__ENTRIES PROVIDED__:
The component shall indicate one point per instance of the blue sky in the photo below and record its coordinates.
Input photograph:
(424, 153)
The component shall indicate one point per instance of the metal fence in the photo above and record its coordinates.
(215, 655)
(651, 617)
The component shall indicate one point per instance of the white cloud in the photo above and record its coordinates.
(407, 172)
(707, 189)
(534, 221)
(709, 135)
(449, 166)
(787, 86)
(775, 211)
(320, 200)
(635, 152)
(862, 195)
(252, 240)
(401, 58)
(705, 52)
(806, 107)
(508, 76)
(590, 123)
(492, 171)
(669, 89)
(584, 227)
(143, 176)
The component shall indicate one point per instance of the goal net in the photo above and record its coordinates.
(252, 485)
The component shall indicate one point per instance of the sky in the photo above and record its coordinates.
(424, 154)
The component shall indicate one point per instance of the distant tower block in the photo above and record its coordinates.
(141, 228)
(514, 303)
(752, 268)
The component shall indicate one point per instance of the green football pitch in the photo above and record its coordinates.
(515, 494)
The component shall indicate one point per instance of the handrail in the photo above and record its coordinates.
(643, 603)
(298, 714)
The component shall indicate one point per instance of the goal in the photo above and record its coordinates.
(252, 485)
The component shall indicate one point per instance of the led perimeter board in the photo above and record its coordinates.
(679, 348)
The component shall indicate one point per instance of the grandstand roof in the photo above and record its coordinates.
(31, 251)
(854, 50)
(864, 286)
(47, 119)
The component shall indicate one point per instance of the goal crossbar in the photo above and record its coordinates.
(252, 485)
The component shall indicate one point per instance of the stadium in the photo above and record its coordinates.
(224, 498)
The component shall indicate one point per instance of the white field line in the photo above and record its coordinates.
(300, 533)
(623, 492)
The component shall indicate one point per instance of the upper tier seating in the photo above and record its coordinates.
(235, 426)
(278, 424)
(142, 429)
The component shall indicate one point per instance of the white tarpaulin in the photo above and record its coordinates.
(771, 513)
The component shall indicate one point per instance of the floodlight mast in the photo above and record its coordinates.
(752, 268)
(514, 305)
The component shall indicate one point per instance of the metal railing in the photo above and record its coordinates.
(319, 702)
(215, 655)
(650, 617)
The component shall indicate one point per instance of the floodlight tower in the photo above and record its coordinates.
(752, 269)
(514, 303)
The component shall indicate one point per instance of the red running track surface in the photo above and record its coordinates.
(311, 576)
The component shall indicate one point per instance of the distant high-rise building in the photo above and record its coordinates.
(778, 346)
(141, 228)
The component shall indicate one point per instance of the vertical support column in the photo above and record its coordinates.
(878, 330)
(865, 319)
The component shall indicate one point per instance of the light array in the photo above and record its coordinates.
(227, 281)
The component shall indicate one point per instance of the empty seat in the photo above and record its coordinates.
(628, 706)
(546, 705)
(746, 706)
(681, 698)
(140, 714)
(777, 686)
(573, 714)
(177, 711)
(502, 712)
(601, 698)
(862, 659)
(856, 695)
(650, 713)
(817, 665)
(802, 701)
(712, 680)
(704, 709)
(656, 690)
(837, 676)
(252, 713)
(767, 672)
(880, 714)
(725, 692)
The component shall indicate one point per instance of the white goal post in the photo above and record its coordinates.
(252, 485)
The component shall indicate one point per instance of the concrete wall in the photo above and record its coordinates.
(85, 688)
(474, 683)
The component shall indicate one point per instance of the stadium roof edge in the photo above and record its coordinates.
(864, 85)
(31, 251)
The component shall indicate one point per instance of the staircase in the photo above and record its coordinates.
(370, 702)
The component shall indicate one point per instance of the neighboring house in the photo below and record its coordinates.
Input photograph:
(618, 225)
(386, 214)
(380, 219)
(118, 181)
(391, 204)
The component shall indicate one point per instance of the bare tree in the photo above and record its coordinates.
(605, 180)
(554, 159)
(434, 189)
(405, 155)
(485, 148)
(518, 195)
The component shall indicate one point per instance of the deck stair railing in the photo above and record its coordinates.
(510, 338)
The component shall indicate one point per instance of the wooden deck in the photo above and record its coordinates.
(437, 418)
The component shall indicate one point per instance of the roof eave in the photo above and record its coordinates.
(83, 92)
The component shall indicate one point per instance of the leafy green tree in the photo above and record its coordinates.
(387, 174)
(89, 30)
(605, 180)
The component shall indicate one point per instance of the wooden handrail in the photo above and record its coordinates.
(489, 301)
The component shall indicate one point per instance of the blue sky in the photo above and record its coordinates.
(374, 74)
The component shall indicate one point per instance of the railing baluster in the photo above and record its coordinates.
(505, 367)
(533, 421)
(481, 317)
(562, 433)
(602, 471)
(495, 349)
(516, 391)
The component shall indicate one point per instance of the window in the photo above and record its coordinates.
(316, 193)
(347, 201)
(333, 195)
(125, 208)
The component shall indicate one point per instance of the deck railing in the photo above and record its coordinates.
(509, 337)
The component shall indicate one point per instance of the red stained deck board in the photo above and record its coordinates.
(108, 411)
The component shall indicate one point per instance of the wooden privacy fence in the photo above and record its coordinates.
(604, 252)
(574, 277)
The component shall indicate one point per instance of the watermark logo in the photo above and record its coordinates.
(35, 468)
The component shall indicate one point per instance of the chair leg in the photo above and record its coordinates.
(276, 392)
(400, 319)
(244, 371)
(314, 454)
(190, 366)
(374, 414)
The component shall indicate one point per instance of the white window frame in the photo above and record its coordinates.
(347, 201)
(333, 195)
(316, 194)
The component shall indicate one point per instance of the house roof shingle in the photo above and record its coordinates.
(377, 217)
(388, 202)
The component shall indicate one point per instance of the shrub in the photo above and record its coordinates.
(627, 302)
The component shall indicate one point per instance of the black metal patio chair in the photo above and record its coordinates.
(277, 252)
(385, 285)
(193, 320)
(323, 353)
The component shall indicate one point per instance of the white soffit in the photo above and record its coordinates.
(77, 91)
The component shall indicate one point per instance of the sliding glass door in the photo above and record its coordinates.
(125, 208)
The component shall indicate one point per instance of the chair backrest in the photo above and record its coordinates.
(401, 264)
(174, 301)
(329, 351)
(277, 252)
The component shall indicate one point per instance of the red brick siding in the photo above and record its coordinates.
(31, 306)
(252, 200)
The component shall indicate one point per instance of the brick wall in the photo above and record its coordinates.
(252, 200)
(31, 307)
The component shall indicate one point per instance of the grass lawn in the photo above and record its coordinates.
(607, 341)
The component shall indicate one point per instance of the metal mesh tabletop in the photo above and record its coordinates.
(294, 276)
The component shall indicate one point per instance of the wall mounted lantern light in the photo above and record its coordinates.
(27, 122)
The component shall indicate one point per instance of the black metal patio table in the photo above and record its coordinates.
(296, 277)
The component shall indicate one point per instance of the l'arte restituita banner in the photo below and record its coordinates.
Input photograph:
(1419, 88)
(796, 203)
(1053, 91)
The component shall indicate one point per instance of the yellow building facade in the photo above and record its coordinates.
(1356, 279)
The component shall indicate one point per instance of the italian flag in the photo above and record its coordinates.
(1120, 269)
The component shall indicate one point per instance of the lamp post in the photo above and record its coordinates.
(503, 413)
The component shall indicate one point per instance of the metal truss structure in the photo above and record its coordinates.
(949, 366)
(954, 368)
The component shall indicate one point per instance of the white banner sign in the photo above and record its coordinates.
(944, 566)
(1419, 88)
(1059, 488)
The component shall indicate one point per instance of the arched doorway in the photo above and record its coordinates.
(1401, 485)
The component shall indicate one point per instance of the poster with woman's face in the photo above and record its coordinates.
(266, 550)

__EXERCISE BRIEF__:
Give back all the records exactly as they stand.

__OUTPUT FOR THIS EXERCISE__:
The component shall indicate one point per instance of the blue sky in the photo below and record its coordinates.
Input photograph:
(424, 153)
The component shall indicate one point per instance of the metal fence in the photo above and record its coordinates.
(215, 655)
(651, 617)
The component shall indicate one point per instance of the white cloud in the photo above and record its coordinates.
(407, 172)
(707, 189)
(534, 221)
(709, 135)
(449, 166)
(787, 86)
(775, 211)
(320, 200)
(635, 152)
(862, 195)
(252, 240)
(401, 58)
(705, 52)
(806, 107)
(508, 76)
(590, 123)
(492, 171)
(669, 89)
(584, 227)
(143, 176)
The component shall indicate one point per instance of the goal net in the photo above and record its coordinates.
(252, 485)
The component shall indicate one point per instance of the sky in the photo above and record its coordinates.
(424, 154)
The component shall indicate one point per instance of the distant tower block in the photo above and record its coordinates.
(141, 228)
(514, 303)
(752, 268)
The component shall indicate one point per instance of the green football pitch in the photo above and record its coordinates.
(515, 494)
The component shall indicate one point per instance of the handrail in the photo above and record its coordinates.
(643, 603)
(298, 714)
The component shall indicate one point per instance of the goal in the photo above and record its coordinates.
(252, 485)
The component shall indicate one point per instance of the led perimeter board in the photo above and record its coordinates.
(679, 348)
The component shall indicate one point per instance of the grandstand roof in the photo above and record its coordinates.
(31, 251)
(854, 50)
(864, 286)
(47, 119)
The component shall indicate one point per instance of the goal crossbar in the photo above and record its coordinates.
(252, 485)
The component shall indicate one point per instance of the stadium in the photo above and record its coordinates.
(224, 498)
The component shall indicate one point per instance of the white field line in the photo above and record its coordinates.
(300, 533)
(623, 492)
The component shall indicate one point per instance of the upper tier seating in the photo above and record its coordinates.
(235, 426)
(278, 424)
(142, 429)
The component shall indicate one point per instance of the white tarpaulin in the photo above and record its coordinates.
(771, 513)
The component shall indicate one point per instance of the floodlight mast in the photo above and record its coordinates.
(752, 268)
(514, 305)
The component shall indicate one point per instance of the metal railing in the photo above and record its coordinates.
(319, 702)
(215, 655)
(650, 617)
The component shall indicate one point per instance of the floodlight tower in the photo above and record its coordinates.
(752, 269)
(514, 303)
The component shall indicate one point per instance of the red running track surface in the photo above and record its coordinates.
(311, 576)
The component shall indicate one point per instance of the distant high-rise building in the photo above and record its coordinates.
(778, 346)
(141, 228)
The component shall indicate one point per instance of the vertical support column in the photo above and record its coordinates.
(878, 330)
(865, 319)
The component shall indicate one point per instance of the light array in the photo above and record its coordinates.
(227, 281)
The component shall indicate one point per instance of the empty seat in the photo above and record its coordinates.
(628, 706)
(546, 705)
(746, 706)
(681, 698)
(140, 714)
(777, 686)
(573, 714)
(177, 711)
(502, 712)
(601, 698)
(862, 659)
(856, 695)
(650, 713)
(817, 665)
(802, 701)
(712, 680)
(704, 709)
(656, 690)
(837, 676)
(252, 713)
(767, 672)
(880, 714)
(725, 692)
The component shall indicate one point per instance of the white goal post in the photo above and record its coordinates.
(252, 485)
The component shall indicate one point per instance of the concrete wall in the photo above and record its coordinates.
(85, 688)
(474, 683)
The component shall indicate one point per instance of the stadium roof edge in the photo above and record its coordinates.
(864, 85)
(31, 251)
The component shall indicate one point per instance of the staircase in the photo above and record its coordinates.
(370, 702)
The component shall indicate one point per instance of the neighboring house in the photo below and record its coordinates.
Input photograph:
(618, 225)
(386, 214)
(380, 219)
(118, 181)
(391, 204)
The component shall indicate one point per instance of the bare tree in the photo above and record its coordinates.
(605, 180)
(554, 159)
(434, 189)
(405, 155)
(485, 148)
(518, 195)
The component shall indicate one point per instance of the deck stair railing in the photo above and record its coordinates.
(510, 338)
The component shall indicate one point per instance of the wooden deck in the photo above and record its coordinates.
(437, 418)
The component shall indicate one point per instance of the roof eave in the photo above and record its coordinates.
(83, 92)
The component shall indicate one point per instance of the leafy green tree in the photo above and record its coordinates.
(387, 174)
(89, 30)
(605, 180)
The component shall indicate one point per instance of the wooden handrail in the photo above and record its coordinates.
(489, 301)
The component shall indicate one point per instance of the blue sky in the photo above and record its coordinates.
(374, 74)
The component shall indicate one point per instance of the railing baluster in the photo above and record its coordinates.
(505, 367)
(533, 421)
(481, 317)
(562, 433)
(602, 471)
(495, 349)
(516, 391)
The component shall indicate one point per instance of the window in the photo above and record its coordinates.
(316, 193)
(347, 201)
(333, 195)
(125, 208)
The component shall indicate one point per instance of the deck railing in the photo above and record its coordinates.
(509, 337)
The component shall indicate one point per instance of the red stained deck board in the photo above and record its coordinates.
(108, 411)
The component shall indicate one point per instance of the wooden privacy fence in the photo above and record its coordinates.
(604, 252)
(574, 277)
The component shall indicate one point per instance of the watermark logo in the photo above and record its coordinates.
(35, 468)
The component shall indicate one point per instance of the chair leg in the photo above and record its coordinates.
(276, 392)
(400, 319)
(244, 371)
(314, 454)
(190, 366)
(374, 414)
The component shall indicate one point per instance of the white window frame in the photo above and record its coordinates.
(347, 201)
(333, 195)
(316, 194)
The component shall indicate one point per instance of the house roof shingle in the photo above and record its coordinates.
(377, 217)
(388, 202)
The component shall indicate one point per instance of the shrub in the photo above and record its coordinates.
(627, 302)
The component shall indicate one point per instance of the black metal patio chair in the photo above and record its coordinates.
(277, 252)
(385, 285)
(193, 320)
(323, 353)
The component shall indicate one point per instance of the white soffit in the photo above and record its coordinates.
(77, 91)
The component shall indicate one point per instance of the sliding glass door in the photo above and record its coordinates.
(125, 208)
The component shall indicate one point per instance of the chair backrest in the photo above and record its coordinates.
(401, 264)
(174, 301)
(329, 351)
(277, 252)
The component shall indicate one point per instance of the red brick siding in the photo above and record its coordinates.
(31, 306)
(252, 200)
The component shall indicate one point per instance of the brick wall in the photo above and record its coordinates.
(252, 200)
(31, 307)
The component shall indicate one point per instance of the grass lawn in the photo above and record its coordinates.
(607, 341)
The component shall indicate one point per instance of the metal mesh tabletop in the photo above and record its coordinates.
(294, 276)
The component shall indicate one point per instance of the wall mounted lantern light in the photo above and record its coordinates.
(27, 122)
The component shall indicate one point per instance of the black metal patio table in the photo above and record its coordinates.
(296, 277)
The component shall indicate one point per instance of the l'arte restituita banner in the photo below and record its coordinates.
Input photograph:
(1419, 88)
(796, 203)
(1053, 91)
The component shall indicate one point per instance of the yellow building facade in the photo above and record its coordinates.
(1356, 279)
The component shall indicate one point per instance of the italian flag in the photo above and record its coordinates.
(1120, 269)
The component shall indicate one point per instance of the lamp post in the photo above and record its coordinates.
(503, 413)
The component shall indicate one point per instance of the metal truss structure in the photo above and record its coordinates.
(949, 366)
(954, 368)
The component shall indicate one point per instance of the white banner sign in the photo above and record its coordinates.
(944, 566)
(1419, 88)
(1059, 488)
The component shall indicate one point per instance of the arched doorway in the photo above and record its coordinates.
(1401, 485)
The component shall indicate one point per instance of the poster with woman's face in the photo above and record its coordinates.
(266, 550)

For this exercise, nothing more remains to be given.